Nel 2016 in Italia i casi di cyberbullismo sono aumentati in maniera preoccupante, di circa l’8%. Anche il fenomeno del sexting è in crescita costante: i dati mostrano che un adolescente su 4 lo ha praticato in un’età compresa tra gli 11 e i 12 anni.
Cyberbullismo e sexting
Con il termine cyberbullismo intendiamo una delle forme che può assumere il bullismo, e la sua evoluzione è legata all’avanzamento delle nuove tecnologie. Viene cioè perpetrato attraverso i moderni mezzi di comunicazione. Il sexting invece è il fenomeno che riguarda l’invio di testi o immagini sessualmente esplicite tramite Internet o telefono cellulare.
Nel corso del seminario promosso dalla Regione Lombardia “Parlare di sexting a scuola – Un fenomeno da monitorare”, in collaborazione con l’Ufficio scolastico regionale, Pepita Onlus e Casa Pediatrica Fatebenefratelli-Sacco, si sono resi evidenti alcuni dati preoccupanti sul tema. Luca Bernardo, direttore della Casa pediatrica Fatebenefratelli-Sacco di Milano – che nel 2016 ha curato 1.200 pazienti di cui l’80% sul disagio adolescenziale collegato a Internet, e di questi il 35% dovuto al cyberbullismo – afferma con forza: “I dati ci dicono che su questi fenomeni la situazione non sta migliorando. Serve prevenzione, informare e formare famiglie, scuole che possono essere gli indicatori spia”.

• **Dati estratti**

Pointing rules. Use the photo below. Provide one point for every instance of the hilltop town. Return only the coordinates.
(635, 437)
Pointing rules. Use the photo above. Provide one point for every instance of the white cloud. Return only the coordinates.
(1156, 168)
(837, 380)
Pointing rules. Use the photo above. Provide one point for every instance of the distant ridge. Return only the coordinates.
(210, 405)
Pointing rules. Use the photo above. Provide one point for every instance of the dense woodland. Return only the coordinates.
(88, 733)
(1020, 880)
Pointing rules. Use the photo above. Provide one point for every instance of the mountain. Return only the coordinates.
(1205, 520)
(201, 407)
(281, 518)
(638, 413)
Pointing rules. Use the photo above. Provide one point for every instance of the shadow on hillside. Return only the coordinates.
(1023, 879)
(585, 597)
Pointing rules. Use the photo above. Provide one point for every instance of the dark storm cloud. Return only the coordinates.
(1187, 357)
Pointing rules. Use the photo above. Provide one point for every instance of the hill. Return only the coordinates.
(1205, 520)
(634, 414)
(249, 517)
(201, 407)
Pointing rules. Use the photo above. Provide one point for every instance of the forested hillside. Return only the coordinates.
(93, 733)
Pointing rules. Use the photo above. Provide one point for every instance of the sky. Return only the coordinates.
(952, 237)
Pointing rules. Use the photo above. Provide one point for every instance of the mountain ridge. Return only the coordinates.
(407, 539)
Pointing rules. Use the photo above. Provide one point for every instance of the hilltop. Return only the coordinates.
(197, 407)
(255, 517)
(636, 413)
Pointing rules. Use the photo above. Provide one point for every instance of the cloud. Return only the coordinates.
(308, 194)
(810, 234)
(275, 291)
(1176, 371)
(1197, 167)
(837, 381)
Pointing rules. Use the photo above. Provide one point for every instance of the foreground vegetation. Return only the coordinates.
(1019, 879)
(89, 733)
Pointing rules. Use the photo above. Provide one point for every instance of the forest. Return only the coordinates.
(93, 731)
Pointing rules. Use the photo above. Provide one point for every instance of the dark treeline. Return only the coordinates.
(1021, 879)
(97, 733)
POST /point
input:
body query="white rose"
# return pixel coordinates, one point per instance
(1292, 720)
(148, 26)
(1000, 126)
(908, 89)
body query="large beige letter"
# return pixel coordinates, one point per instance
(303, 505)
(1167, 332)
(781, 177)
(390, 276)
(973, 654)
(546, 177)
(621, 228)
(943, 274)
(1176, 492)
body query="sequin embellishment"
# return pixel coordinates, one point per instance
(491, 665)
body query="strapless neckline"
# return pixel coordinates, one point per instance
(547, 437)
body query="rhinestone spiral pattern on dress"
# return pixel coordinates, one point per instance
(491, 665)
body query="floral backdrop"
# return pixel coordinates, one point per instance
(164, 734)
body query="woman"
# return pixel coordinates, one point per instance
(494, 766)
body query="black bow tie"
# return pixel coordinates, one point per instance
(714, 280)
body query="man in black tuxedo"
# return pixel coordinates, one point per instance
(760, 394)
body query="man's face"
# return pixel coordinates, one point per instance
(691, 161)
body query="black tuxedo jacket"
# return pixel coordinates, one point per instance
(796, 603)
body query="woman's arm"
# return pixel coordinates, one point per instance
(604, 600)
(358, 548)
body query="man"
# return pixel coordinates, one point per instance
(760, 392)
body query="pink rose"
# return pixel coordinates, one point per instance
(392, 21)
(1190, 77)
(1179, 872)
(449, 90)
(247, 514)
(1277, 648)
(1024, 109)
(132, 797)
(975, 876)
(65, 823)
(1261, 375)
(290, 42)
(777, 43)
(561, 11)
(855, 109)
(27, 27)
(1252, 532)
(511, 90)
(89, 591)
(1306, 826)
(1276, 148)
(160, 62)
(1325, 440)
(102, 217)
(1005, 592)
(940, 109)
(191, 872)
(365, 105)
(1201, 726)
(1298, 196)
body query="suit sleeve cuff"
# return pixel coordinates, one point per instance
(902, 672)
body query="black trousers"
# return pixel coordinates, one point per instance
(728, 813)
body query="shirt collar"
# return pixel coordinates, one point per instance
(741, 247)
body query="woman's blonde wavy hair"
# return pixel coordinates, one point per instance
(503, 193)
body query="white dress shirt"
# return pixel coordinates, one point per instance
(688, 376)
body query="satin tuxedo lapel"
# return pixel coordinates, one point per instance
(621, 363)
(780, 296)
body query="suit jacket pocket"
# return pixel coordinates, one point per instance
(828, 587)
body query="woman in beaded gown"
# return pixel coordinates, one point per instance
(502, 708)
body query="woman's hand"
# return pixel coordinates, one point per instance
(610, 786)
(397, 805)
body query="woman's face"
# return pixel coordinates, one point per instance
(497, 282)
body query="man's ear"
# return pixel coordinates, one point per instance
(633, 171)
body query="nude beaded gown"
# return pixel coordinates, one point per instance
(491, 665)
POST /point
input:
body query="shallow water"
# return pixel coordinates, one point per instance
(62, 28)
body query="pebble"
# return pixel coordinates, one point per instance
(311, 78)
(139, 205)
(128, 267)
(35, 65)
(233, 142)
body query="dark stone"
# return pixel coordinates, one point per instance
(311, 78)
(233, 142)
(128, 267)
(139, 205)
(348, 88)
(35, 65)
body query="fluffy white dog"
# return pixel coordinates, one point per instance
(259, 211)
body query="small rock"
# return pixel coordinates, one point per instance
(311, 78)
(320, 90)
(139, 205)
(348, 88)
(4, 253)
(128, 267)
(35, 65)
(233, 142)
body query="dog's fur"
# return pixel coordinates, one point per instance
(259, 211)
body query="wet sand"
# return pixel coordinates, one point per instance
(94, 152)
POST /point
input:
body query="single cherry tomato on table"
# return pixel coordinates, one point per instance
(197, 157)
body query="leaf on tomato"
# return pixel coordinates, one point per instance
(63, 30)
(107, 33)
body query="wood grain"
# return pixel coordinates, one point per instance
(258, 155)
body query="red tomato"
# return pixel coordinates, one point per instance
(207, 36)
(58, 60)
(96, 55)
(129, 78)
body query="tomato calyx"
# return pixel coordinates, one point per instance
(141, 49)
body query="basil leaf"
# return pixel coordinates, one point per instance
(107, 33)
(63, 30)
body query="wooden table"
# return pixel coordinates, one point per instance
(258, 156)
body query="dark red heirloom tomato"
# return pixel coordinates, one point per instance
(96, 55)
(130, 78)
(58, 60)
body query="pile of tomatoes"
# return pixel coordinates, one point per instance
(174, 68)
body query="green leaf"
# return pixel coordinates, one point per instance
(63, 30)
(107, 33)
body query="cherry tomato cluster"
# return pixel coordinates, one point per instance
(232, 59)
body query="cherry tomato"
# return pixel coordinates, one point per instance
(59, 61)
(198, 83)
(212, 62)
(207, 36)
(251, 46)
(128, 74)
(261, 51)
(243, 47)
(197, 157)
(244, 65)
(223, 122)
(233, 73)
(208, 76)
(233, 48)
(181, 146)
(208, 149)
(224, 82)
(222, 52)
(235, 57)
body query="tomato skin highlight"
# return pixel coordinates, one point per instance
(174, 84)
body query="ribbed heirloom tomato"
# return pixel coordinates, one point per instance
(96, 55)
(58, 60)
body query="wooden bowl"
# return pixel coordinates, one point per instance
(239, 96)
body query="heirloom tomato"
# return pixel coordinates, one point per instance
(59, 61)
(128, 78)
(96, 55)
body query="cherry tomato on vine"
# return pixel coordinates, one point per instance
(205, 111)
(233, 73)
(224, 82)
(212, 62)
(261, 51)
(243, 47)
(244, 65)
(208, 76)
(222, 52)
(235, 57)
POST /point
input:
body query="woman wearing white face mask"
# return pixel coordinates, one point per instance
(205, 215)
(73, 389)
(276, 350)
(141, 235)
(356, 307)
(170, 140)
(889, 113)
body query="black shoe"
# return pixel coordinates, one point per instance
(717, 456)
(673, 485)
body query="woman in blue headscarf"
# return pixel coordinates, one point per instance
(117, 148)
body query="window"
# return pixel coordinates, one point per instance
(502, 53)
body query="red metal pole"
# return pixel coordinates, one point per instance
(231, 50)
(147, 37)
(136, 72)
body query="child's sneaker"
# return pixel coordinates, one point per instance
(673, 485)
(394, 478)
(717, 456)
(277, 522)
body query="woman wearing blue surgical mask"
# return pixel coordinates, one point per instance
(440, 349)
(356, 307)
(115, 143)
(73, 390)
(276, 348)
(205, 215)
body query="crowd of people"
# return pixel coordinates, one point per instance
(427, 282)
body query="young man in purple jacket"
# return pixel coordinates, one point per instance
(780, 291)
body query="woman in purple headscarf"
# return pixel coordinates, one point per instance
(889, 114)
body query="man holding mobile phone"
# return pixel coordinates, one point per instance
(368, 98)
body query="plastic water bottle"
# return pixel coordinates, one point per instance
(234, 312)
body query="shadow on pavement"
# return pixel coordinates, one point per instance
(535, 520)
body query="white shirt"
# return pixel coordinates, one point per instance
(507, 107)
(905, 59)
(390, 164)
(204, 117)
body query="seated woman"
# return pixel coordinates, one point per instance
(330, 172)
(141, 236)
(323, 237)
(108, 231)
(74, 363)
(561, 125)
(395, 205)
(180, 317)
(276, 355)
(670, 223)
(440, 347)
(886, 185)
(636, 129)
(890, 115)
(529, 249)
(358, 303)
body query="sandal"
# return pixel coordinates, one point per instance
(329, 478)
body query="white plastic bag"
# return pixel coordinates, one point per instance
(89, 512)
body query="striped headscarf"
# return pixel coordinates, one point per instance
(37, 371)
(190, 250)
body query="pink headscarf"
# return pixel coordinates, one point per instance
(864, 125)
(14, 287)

• **Consegna 1**
Rispondi alle domande sul brano su cyberbullismo e sexting.
(a) Di quanto sono aumentati in Italia, nel 2016, i casi di cyberbullismo?
(b) In che cosa consiste il sexting?
(c) Quanti pazienti ha curato nel 2016 la Casa pediatrica Fatebenefratelli-Sacco di Milano?
• **Consegna 2**
Riprendi il brano su cyberbullismo e sexting e scrivine il seguito dopo l'ultima frase.

• **Risposta 1**
(a) Sono aumentati di circa l'8%.
(b) Consiste nell'invio di testi o immagini sessualmente esplicite tramite Internet o telefono cellulare.
(c) Ne ha curati 1.200.

• **Risposta 2**
L’uso improprio delle nuove tecnologie
Secondo i dati relativi al 2016 dell’Osservatorio nazionale adolescenza (Pepita Onlus), su un campione di oltre 7.000 adolescenti provenienti dalle diverse regioni d’Italia, il 4% dichiara di aver fatto sesso inviando foto e video su WhatsApp, sui social network oppure telefonicamente; il 6,5% ha fatto sexting e il 2% invece ha fatto sesso davanti ad una webcam. Il 10% degli adolescenti ha fatto selfie intimi o senza vestiti.
Durante il seminario ha portato la sua dolorosa testimonianza anche Paolo Picchio, padre di Carolina che a 14 anni si è uccisa per la vergogna di un suo video a sfondo sessuale diffuso in rete. Paolo Picchio ha affermato:“Serve informazione per riconoscere il fenomeno perché le vittime sono colpite nella mente e non nel corpo e spesso famiglia e scuola non se ne accorgono”.